━━ Text section

Prompt caching avoids repeated prefill for these common contexts.

Basic Mechanism

Cache Initialization:
- Compute and store KV tensors for a given prompt:
  \[\text{KV}_{\text{prompt}} = f(\text{prompt})\]
- Store in memory or disk with a unique key (e.g., hash of token IDs).
Cache Lookup:
- For each incoming request, compute a cache key from its prompt.
- If a match is found, retrieve KV tensors instead of recomputing them.
Continue Decoding:
- Begin token-by-token generation using the cached KV state:
  \[\text{Generate}(x_{n+1} \mid \text{KV}_{\text{prompt}})\]

Implementation Details

Cache Granularity

Full Prompt Cache: Caches the entire KV cache of a prompt. Simple and effective but can use a lot of memory.
Prefix Sharing: If prompts differ by suffix (e.g., Prompt A + User 1 and Prompt A + User 2), share the KV prefix and compute only the delta.
Subgraph Caching: In more advanced systems, only the first few layers or tokens may be cached.

Cache Storage

In-Memory KV Cache: For maximum performance, use GPU or CPU memory with LRU eviction.

━━━━

**Activity 1:**
Summarize the passage on prompt caching in two sentences.
**Activity 2:**
Reproduce the passage on prompt caching word for word, starting with "Prompt caching avoids" and going on through "of token IDs).".

━━ Supplied data

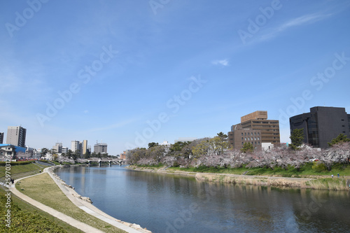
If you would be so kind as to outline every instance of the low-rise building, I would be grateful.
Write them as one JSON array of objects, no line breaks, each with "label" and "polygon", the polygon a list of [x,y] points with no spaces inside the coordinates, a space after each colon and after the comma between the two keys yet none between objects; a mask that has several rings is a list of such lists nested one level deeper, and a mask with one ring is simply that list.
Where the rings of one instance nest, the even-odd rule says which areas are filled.
[{"label": "low-rise building", "polygon": [[231,127],[227,133],[229,146],[240,149],[248,142],[256,149],[262,143],[279,145],[279,122],[267,120],[267,111],[257,111],[241,118],[241,122]]}]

━━━━

**Answer 1:**
Prompt caching avoids repeated prefill by computing and storing KV tensors for a prompt under a unique key, then retrieving them when an incoming request's cache key matches, so token-by-token generation can continue from the cached KV state. The cache can hold a prompt's entire KV cache, share a KV prefix among prompts that differ only by suffix, or, in more advanced systems, cover only the first few layers or tokens, and for maximum performance it can be kept in GPU or CPU memory with LRU eviction.

**Answer 2:**
Prompt caching avoids repeated prefill for these common contexts.

Basic Mechanism

Cache Initialization:
- Compute and store KV tensors for a given prompt:
  \[\text{KV}_{\text{prompt}} = f(\text{prompt})\]
- Store in memory or disk with a unique key (e.g., hash of token IDs).